* [Records shown]
□ □ □

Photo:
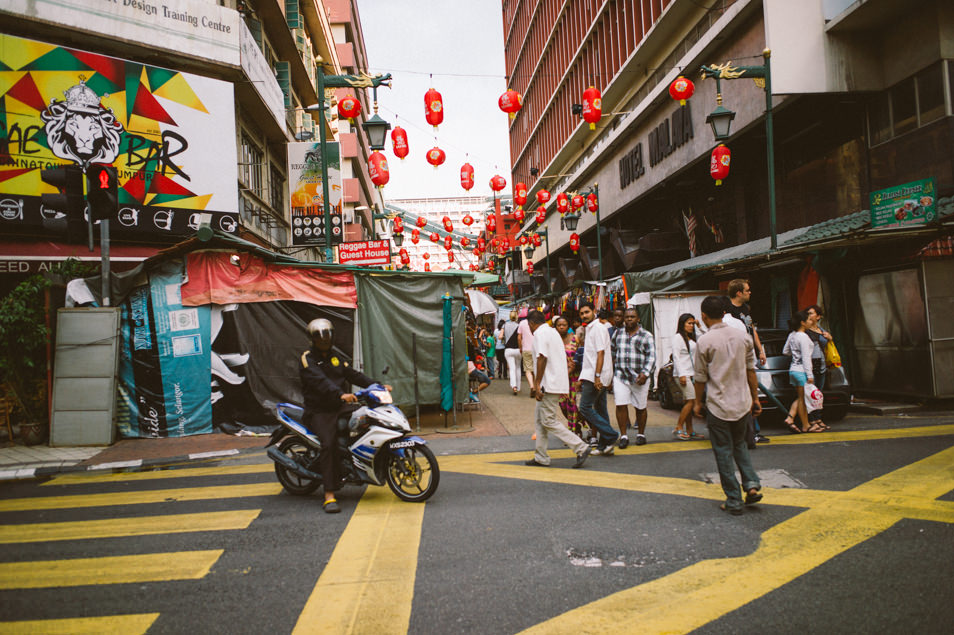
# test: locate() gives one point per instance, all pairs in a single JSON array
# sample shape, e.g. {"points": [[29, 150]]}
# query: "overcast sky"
{"points": [[460, 42]]}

□ □ □

Please rescale the records by writing every line again, the requests included, with each point coordinate in the answers multiplied by 0.4 and rounded to a whole number (halves round up). Leave out the pictures.

Photo:
# test: locate() gives one point per instance, all pairs in a single JSON array
# sample shape, e.g. {"points": [[29, 150]]}
# query: "overcast sky"
{"points": [[184, 17]]}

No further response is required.